- _Exercise objective_:
Count the lines in the items below that contain the string "positive", with case counting, and reply with that number alone.
Segment Open
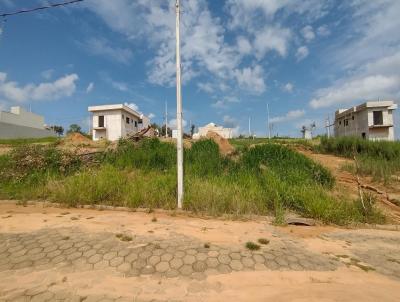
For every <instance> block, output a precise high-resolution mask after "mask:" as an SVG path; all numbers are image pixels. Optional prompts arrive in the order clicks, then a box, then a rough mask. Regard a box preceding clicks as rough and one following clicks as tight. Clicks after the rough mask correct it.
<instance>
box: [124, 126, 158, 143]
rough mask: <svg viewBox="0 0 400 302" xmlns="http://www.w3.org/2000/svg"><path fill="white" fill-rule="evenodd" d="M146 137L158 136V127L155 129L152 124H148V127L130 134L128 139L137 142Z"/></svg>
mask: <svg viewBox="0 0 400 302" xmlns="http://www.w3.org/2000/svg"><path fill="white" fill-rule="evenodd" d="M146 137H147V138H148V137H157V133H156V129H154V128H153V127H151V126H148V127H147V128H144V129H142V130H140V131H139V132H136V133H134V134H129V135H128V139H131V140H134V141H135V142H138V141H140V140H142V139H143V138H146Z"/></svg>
Segment Closed
Segment Open
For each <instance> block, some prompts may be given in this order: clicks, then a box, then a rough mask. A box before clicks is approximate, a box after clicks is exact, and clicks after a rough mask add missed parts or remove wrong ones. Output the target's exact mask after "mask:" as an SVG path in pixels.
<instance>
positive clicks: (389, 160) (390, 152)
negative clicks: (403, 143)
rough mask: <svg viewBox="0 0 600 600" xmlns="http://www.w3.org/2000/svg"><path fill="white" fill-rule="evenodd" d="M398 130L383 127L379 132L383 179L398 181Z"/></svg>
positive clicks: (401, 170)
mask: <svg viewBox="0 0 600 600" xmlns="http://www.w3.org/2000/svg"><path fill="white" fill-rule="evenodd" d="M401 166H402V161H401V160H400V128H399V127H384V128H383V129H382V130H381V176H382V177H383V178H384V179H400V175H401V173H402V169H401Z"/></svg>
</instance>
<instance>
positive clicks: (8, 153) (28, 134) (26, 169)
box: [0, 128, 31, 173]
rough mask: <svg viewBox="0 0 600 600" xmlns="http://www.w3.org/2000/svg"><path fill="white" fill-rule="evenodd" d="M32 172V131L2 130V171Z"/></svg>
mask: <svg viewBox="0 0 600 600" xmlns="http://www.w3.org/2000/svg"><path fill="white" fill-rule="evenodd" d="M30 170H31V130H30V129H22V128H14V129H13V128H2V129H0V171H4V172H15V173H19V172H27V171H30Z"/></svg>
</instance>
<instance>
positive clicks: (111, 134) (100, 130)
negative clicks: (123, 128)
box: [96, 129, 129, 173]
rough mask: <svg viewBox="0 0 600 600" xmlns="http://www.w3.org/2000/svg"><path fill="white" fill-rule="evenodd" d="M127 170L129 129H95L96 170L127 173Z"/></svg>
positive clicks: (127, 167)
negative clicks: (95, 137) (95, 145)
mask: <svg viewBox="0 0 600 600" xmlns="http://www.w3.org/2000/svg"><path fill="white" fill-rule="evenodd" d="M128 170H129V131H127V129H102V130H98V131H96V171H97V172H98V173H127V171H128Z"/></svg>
Segment Closed
- _Expected output_:
5